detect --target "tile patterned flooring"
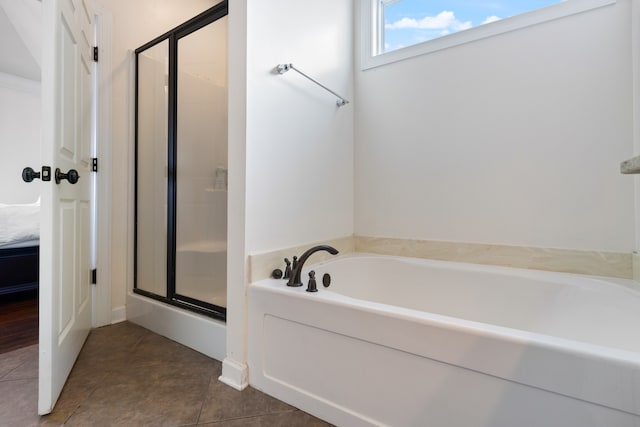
[0,322,330,427]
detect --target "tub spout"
[287,245,338,286]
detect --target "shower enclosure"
[134,1,228,320]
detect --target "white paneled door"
[38,0,94,414]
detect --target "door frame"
[92,4,112,328]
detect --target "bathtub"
[248,254,640,427]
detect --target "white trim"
[127,293,227,360]
[631,0,640,252]
[218,357,249,391]
[0,72,40,96]
[92,6,115,327]
[360,0,617,70]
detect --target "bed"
[0,200,40,296]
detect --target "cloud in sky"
[481,15,502,25]
[384,10,473,32]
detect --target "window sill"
[360,0,617,70]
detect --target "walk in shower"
[134,1,228,320]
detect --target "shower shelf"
[620,156,640,174]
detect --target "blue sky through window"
[382,0,564,52]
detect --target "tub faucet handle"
[307,270,318,292]
[282,258,291,279]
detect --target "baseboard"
[218,357,249,390]
[111,306,127,325]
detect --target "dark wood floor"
[0,291,38,354]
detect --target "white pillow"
[0,199,40,245]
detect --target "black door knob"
[55,168,80,184]
[22,167,40,182]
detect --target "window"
[361,0,616,69]
[378,0,562,53]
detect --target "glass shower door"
[136,40,169,297]
[175,17,228,307]
[133,0,228,320]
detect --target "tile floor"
[0,322,329,427]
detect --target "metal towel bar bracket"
[276,64,349,107]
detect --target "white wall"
[0,73,42,204]
[221,0,353,388]
[355,0,634,252]
[97,0,218,308]
[245,0,353,254]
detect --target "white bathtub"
[249,254,640,427]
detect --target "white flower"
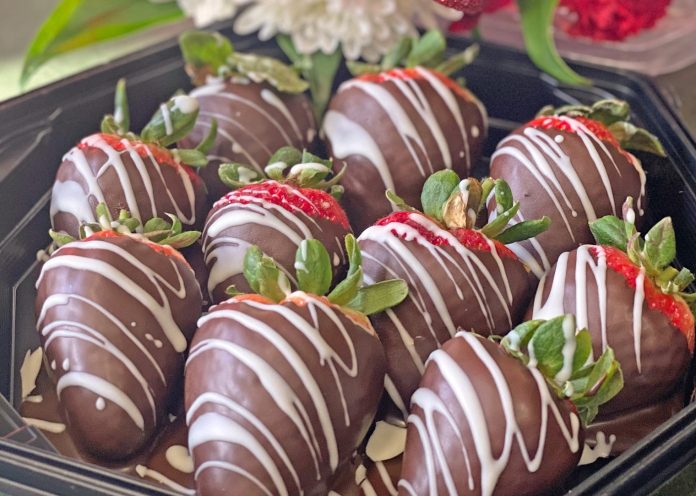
[177,0,242,27]
[231,0,461,62]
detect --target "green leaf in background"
[295,239,333,296]
[20,0,184,87]
[517,0,592,85]
[276,35,343,122]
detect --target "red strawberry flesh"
[591,246,695,353]
[375,212,517,260]
[213,181,350,229]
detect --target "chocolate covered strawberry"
[323,31,487,232]
[51,80,209,237]
[203,147,351,303]
[399,315,622,496]
[179,31,317,202]
[185,235,407,496]
[359,171,548,412]
[489,100,665,278]
[531,199,696,452]
[36,204,201,461]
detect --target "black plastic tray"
[0,25,696,495]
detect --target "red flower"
[561,0,670,41]
[448,0,512,33]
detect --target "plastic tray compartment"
[0,28,696,495]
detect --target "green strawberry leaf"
[481,202,520,239]
[196,117,218,155]
[346,279,408,315]
[517,0,591,85]
[295,239,333,296]
[495,216,551,245]
[643,217,677,271]
[159,231,201,250]
[172,148,208,167]
[218,164,265,189]
[590,215,628,252]
[380,36,413,70]
[436,43,481,76]
[227,52,309,93]
[244,246,291,303]
[140,95,199,147]
[406,29,447,67]
[418,169,461,222]
[609,122,667,157]
[179,31,234,85]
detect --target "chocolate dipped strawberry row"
[51,80,214,237]
[399,315,622,496]
[185,235,407,496]
[489,100,665,278]
[323,31,487,232]
[359,171,548,413]
[530,200,696,453]
[179,31,317,201]
[36,204,201,461]
[203,147,351,303]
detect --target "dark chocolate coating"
[528,246,691,414]
[489,119,646,278]
[185,293,384,496]
[36,235,201,460]
[51,134,206,238]
[359,215,533,411]
[202,184,351,303]
[323,68,487,232]
[181,81,317,202]
[399,332,584,496]
[586,390,684,455]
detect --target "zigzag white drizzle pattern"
[324,67,486,202]
[491,116,645,278]
[51,134,196,232]
[359,214,513,410]
[36,240,193,429]
[203,181,345,295]
[399,332,580,496]
[186,292,367,495]
[532,245,645,373]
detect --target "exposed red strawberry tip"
[375,212,517,260]
[77,133,201,184]
[213,181,350,229]
[81,231,188,265]
[591,246,696,353]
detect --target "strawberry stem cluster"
[227,234,408,315]
[347,29,479,76]
[101,79,217,167]
[498,314,623,426]
[386,170,551,244]
[48,203,201,250]
[590,197,696,313]
[179,31,309,93]
[218,146,346,199]
[537,99,667,157]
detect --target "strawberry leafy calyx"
[218,146,346,200]
[497,315,623,426]
[537,99,667,157]
[386,169,551,245]
[590,197,696,311]
[227,234,408,315]
[347,29,479,77]
[48,203,201,250]
[179,30,309,93]
[101,79,217,167]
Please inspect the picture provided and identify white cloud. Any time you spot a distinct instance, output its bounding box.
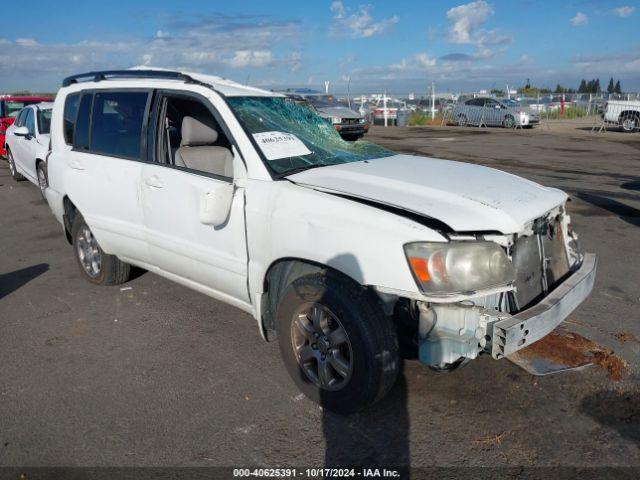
--
### REQUEST
Pick out every line in the entries above that contains the string "tile", treating uppercase and lowercase as different.

### OUTPUT BELOW
detect --target "tile patterned flooring"
detect --target "tile floor"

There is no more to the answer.